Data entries
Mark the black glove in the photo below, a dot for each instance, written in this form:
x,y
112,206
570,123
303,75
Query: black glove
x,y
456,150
...
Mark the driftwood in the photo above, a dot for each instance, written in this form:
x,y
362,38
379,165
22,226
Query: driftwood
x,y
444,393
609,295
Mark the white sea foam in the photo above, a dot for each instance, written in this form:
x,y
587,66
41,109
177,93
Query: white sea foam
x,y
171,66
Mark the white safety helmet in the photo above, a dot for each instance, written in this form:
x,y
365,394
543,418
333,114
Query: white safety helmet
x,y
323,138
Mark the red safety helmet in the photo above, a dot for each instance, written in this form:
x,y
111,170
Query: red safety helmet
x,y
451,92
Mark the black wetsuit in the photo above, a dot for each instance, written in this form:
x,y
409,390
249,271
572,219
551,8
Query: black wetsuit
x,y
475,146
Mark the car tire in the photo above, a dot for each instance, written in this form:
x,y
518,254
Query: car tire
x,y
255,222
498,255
==
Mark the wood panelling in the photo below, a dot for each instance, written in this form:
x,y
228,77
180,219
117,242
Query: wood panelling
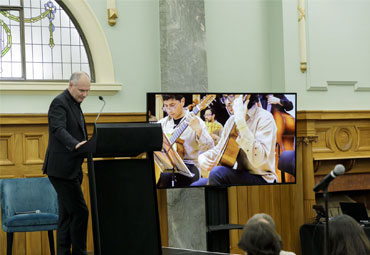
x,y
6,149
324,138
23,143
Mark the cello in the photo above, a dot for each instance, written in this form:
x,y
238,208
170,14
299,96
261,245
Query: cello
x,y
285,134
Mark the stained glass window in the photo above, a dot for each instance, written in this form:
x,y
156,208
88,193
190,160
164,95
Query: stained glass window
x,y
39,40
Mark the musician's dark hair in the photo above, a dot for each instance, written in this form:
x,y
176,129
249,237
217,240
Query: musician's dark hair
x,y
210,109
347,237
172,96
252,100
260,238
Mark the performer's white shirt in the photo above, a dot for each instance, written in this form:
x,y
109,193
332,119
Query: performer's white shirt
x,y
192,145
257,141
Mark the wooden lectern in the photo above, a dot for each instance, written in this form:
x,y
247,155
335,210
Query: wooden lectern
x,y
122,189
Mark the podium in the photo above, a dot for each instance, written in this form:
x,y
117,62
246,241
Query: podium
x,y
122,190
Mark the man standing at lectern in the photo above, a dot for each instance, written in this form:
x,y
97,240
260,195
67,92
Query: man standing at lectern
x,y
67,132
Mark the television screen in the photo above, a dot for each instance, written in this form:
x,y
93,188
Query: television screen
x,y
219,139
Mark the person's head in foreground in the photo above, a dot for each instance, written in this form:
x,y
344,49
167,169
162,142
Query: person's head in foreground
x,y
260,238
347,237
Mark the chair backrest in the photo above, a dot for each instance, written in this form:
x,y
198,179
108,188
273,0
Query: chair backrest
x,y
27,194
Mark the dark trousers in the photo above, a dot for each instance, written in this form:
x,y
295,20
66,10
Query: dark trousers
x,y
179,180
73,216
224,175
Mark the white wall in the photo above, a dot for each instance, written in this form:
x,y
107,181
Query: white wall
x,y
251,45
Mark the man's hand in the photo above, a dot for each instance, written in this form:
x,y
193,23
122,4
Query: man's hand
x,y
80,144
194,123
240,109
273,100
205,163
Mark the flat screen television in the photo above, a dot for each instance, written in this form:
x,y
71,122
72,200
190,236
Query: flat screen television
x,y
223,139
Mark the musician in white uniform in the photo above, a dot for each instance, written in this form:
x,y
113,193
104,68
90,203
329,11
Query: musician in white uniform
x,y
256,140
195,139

→ WORK REQUIRED
In the data entries above, locate each line containing the string "standing" and copy those lines out.

→ RESULT FOR THIS TASK
Mark the man standing at lectern in the photo above, a dot for each instance, written in this form:
Query: man standing at lectern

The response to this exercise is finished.